In the case report below, list each sign that the Case 4 patient is described as "displaying" once he became increasingly restless, hyperactive and diaphoretic.

**DOCUMENT SECTION**
::::::

In the ICU, the patient was placed on lorazepam 1 mg IV every 2 hours and an IV dexmedetomidine drip. The dose of dexmedetomidine varied between 0.4 and 1.8 μg/kg/min, as the patient intermittently started pulling at lines. The dose was titrated to the patient’s being calm but awake. The patient was kept in the ICU on dexmedetomidine for 5 days until transport to an external facility for ECT was arranged. The patient was able to be weaned from dexmedetomidine after 2 ECT sessions and discharged home after 6 ECT sessions while at baseline condition.
Case 4
A 23-year-old man with a prior psychiatric history significant only for cannabis and stimulant use disorder was brought to the ED by paramedics for acute mental status changes including aggression and confusion. There, he was severely agitated and actively hallucinating and required physical and medication restraints with IM haloperidol 5 mg and lorazepam 2 mg, with good but transient results. His initial evaluation was significant for a toxicology screening positive only for cannabinoids. All other laboratory values were unremarkable. He did not cooperate with an electrocardiogram (ECG) or neuroimaging tests. Vital signs showed heart rate of 120–140 mm Hg, blood pressure of 130/85 bpm, and respiratory rate of 18 breaths per minute. Physical examination was relevant for dilated and minimally reactive pupils.
He was admitted to the inpatient psychiatric unit with a presumptive diagnosis of substance-induced psychosis versus anticholinergic delirium, and he was started on risperidone 0.5 mg twice daily and then increased to 2 mg twice daily, but was mostly noncompliant. He remained combative, uncooperative, and difficult to redirect. His behaviors escalated and started to comprise physical assaults to the nursing staff, and the patient ended up receiving a few as-needed doses of IM haloperidol 5 mg and lorazepam 2 mg, with very short-term benefit. He became increasingly restless and hyperactive and diaphoretic, displaying purposeless movements, echopraxia, stereotypies and mannerisms, and verbigeration. He also showed autonomic instability, with a blood pressure of 150/85 mm Hg and a pulse of 140 bpm. His BFCRS score was 25. All antipsychotics were immediately discontinued, and the patient was subsequently transferred to the ICU for treatment with IV dexmedetomidine, started at a loading dose of 1 μg/kg over 10 minutes followed by an infusion of 1 μg/kg/h. The patient quickly calmed down and allowed for further medical investigation including a head CT scan (unremarkable) and an ECG, which showed a prolonged corrected QT interval (QTc) of 478 ms (reference range, < 450 ms), possibly from exposure to QTc-prolonging agents that were used as an attempt to control his agitation. By the second day in the ICU, his behavior was well-controlled and physical or medication restraints were not required. Vital signs quickly normalized after discontinuation of the offending agents. The patient was started on lorazepam 2 mg 6 times a day, a dose that was gradually tapered down after day 3. He was discharged home on day 5 at his baseline condition. The patient eventually admitted to using an over-the-counter cold medication containing dextromethorphan as well as smoking synthetic marijuana that was likely mixed with other unknown substances at a recreational event 1 day prior to presentation.

::::::

**DATA**

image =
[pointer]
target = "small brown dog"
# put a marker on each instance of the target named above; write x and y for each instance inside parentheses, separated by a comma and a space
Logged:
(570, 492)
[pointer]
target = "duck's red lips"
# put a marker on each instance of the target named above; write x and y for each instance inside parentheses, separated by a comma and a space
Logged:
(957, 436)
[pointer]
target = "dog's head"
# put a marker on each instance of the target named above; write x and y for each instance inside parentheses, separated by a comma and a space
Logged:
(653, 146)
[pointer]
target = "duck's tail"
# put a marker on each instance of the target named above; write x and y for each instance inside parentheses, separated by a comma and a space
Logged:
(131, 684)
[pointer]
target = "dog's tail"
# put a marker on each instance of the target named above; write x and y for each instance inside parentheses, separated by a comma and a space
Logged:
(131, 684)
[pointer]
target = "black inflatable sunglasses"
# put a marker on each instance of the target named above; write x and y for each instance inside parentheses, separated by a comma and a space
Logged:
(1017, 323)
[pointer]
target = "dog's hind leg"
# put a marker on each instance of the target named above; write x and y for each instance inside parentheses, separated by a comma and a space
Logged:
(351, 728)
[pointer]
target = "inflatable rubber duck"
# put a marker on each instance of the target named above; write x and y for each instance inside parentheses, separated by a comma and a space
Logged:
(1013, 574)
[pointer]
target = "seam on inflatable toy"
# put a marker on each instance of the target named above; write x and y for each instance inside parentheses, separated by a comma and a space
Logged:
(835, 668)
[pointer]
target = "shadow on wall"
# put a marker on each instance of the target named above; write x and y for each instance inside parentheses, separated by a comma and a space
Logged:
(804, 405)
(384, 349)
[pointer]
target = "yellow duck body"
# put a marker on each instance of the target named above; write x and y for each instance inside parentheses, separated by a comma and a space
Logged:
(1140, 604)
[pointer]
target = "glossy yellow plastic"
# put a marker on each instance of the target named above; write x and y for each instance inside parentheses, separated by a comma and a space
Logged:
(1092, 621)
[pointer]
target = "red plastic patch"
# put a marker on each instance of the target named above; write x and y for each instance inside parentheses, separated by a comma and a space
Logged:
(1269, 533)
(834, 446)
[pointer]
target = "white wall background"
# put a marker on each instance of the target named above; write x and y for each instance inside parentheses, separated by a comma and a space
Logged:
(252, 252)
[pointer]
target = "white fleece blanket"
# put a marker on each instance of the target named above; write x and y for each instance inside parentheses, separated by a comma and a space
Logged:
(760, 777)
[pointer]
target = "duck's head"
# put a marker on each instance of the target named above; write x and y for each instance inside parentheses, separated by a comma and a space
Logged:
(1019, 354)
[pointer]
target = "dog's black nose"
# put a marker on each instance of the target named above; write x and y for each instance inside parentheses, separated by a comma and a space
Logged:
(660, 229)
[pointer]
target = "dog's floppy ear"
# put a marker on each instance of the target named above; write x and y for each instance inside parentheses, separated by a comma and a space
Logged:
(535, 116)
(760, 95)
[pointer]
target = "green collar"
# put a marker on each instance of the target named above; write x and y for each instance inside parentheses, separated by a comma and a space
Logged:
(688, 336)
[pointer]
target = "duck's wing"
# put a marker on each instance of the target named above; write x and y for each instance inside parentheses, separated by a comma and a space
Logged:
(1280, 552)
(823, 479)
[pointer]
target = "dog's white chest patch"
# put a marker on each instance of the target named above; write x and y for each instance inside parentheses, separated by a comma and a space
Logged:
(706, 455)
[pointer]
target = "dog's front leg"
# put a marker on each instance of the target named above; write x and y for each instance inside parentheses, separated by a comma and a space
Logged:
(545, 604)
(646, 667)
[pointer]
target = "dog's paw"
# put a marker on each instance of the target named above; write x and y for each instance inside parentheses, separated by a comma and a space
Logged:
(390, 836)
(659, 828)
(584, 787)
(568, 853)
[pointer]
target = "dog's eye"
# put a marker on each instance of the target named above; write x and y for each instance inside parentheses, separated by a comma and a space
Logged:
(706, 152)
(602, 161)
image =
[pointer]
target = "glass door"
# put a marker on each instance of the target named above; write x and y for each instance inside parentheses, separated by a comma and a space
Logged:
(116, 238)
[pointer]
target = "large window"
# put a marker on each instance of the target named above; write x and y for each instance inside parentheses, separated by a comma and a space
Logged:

::::::

**EXERCISE SOLUTION**
- Purposeless movements
- Echopraxia
- Stereotypies
- Mannerisms
- Verbigeration